Written request A:
Write out the data entry rows below word for word, starting at the first line of those rows and stopping after the line that contains "xmin=0 ymin=48 xmax=18 ymax=89".

Text to read:

—————

Head to head
CTEK Chargestorm Connected 3 vs Enphase IQ EV Charger 2: Ecosystem hardware, different ecosystems
Neither charger is a general-purpose recommendation. The CTEK suits the small minority with three-phase supply who want open-protocol, commercial-grade hardware at home. The Enphase earns its price only inside a full Enphase solar-and-battery system — outside that ecosystem, cheaper chargers do the same job or better.
At a glance
Quick stats
£1,086 and £779 — and both need an ecosystem to justify the spend
These are expensive chargers by UK standards. The CTEK Chargestorm Connected 3 at £1,086 is built for three-phase supply and open-protocol commercial deployments. The Enphase IQ EV Charger 2 at £779 is built for homes already running Enphase solar and battery storage. Rip either one from its intended context and the value proposition collapses — you are left paying a premium for capabilities you cannot use.
- CTEK Chargestorm Connected 3 — three-phase native, 22kW, OCPP 2.0.1, built-in Type B RCD and MID meter. Overkill on single-phase. £1,086.
- Enphase IQ EV Charger 2 — 7.4kW tethered, solar-surplus charging from 1.38kW, AI source selection with Enphase battery. Dear without the ecosystem. £779.
The CTEK on single-phase: paying for hardware you cannot use
The Chargestorm Connected 3 weighs 24 kg and supports up to 22kW across three phases. On a standard UK single-phase supply — which is what the overwhelming majority of homes have — it delivers 7.4kW. The same as the Enphase. The same as the Easee One at £405. The same as the Ohme Home Pro at £535.
What the CTEK does offer on single-phase: a built-in MRCD Type B (saving £100–£150 on the consumer unit), MID-approved metering, IP54/IK10 build quality, and OCPP 2.0.1 with ISO 15118 readiness. These are legitimate features. They are also features that matter more to a small business with a car park than to someone charging a Model 3 on the drive.
If you have three-phase supply — or a firm plan to upgrade — the CTEK competes with the Zaptec Go 2 at £500 and the Wallbox Pulsar Max at £536, both of which also offer 22kW three-phase. The CTEK's built-in Type B RCD and MID meter close the price gap somewhat once you factor in what an installer would otherwise add to the board. But £1,086 is still a lot of charger for a residential wall.

—————

Collected data entries:
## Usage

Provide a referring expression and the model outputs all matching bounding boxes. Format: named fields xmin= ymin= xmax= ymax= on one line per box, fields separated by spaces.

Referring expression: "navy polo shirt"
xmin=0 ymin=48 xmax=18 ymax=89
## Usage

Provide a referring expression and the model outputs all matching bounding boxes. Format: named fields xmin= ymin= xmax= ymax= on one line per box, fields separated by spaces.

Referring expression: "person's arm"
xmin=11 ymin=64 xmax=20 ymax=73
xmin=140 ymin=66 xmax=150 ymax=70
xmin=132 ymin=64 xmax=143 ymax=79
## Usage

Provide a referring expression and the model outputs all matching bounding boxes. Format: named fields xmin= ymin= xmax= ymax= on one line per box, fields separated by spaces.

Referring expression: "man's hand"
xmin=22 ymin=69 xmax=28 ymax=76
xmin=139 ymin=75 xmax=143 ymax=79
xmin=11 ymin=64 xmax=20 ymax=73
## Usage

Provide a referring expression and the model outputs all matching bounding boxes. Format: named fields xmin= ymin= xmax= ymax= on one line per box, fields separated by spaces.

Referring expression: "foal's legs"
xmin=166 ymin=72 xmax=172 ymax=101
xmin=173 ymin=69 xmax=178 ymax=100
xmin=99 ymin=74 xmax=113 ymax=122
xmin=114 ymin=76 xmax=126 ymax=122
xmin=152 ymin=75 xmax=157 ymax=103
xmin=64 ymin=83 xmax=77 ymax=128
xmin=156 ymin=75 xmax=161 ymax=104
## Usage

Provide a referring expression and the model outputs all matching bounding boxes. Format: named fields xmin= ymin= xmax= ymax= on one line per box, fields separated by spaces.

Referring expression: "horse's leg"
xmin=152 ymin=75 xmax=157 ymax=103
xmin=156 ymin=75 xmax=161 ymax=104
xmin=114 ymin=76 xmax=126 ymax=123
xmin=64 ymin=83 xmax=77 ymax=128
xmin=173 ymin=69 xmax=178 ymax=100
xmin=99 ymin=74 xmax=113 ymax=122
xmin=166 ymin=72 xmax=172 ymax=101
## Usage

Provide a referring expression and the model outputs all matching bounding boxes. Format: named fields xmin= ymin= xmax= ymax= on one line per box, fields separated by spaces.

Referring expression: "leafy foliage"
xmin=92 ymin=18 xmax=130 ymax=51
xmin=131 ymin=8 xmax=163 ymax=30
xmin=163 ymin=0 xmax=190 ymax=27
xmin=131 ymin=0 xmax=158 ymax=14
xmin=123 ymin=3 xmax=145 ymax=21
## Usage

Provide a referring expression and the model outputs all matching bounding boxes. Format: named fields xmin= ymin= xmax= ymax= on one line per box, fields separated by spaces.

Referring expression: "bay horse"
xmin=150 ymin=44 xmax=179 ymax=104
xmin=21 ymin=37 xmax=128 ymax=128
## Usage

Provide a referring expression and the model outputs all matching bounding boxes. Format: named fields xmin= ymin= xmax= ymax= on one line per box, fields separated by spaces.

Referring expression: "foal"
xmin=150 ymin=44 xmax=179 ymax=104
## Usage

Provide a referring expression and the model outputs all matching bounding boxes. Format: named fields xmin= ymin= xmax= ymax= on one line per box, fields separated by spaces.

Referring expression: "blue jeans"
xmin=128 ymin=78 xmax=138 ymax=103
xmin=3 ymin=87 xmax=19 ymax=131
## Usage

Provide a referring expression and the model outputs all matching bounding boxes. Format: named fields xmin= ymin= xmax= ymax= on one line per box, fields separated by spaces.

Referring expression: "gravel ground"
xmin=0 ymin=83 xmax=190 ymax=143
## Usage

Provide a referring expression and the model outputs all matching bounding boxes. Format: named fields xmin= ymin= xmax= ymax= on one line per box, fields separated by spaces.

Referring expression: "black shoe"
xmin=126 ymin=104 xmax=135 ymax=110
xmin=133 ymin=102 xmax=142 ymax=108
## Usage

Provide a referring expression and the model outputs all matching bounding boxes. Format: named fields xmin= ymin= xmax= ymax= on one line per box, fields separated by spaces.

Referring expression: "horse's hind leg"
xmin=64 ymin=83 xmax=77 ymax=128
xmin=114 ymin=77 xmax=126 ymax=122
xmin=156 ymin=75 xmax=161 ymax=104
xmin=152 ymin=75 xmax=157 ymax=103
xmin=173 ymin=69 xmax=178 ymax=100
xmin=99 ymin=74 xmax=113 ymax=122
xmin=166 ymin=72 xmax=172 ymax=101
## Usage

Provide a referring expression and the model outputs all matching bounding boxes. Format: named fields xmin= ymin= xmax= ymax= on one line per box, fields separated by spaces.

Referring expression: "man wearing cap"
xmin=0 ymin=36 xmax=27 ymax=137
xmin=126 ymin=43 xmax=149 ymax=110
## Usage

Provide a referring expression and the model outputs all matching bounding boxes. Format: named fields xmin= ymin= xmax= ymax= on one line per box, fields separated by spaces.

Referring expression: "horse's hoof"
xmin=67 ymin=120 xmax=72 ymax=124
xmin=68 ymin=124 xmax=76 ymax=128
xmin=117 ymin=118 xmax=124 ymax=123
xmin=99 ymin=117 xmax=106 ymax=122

—————

Written request B:
Continue the comparison of the two EV chargers above, picking up after its final sentence.

Output A:
## Usage

Provide a referring expression and the model outputs all matching bounding boxes. Format: named fields xmin= ymin= xmax= ymax= on one line per box, fields separated by spaces.

Referring expression: "navy polo shirt"
xmin=0 ymin=48 xmax=18 ymax=89

Output B:
The Enphase without Enphase: an expensive 7.4kW box
The IQ EV Charger 2's party trick is solar-surplus charging that reacts in 1A increments, drawing from as little as 1.38kW of excess PV. Paired with Enphase microinverters and an IQ Battery, it lets the app orchestrate panels, battery and car from one screen — choosing when to pull from solar, when from stored energy, when from grid. That integration is genuinely tight.
Without the rest of the Enphase system, the charger loses its defining feature. It becomes a 7.4kW tethered unit with a 7.5-metre cable, a good build (IP55, IK10, operating down to -40°C), and not much else to show for £779. The Zappi GLO at £750 does solar diversion without locking you into one inverter brand and is OZEV-approved. The Hypervolt Home 3 Pro at £690 adds smart-tariff scheduling and solar CT clamp compatibility. Both cost less. Both are more versatile.
There is also the OZEV question. The Enphase IQ EV Charger 2 is not confirmed on the current OZEV-approved list, so the £500 grant is not guaranteed. The CTEK is approved. For eligible buyers — renters and flat owners — that is a material difference: £1,086 minus £500 is £586 for the CTEK, while the Enphase stays at £779 until its approval status changes.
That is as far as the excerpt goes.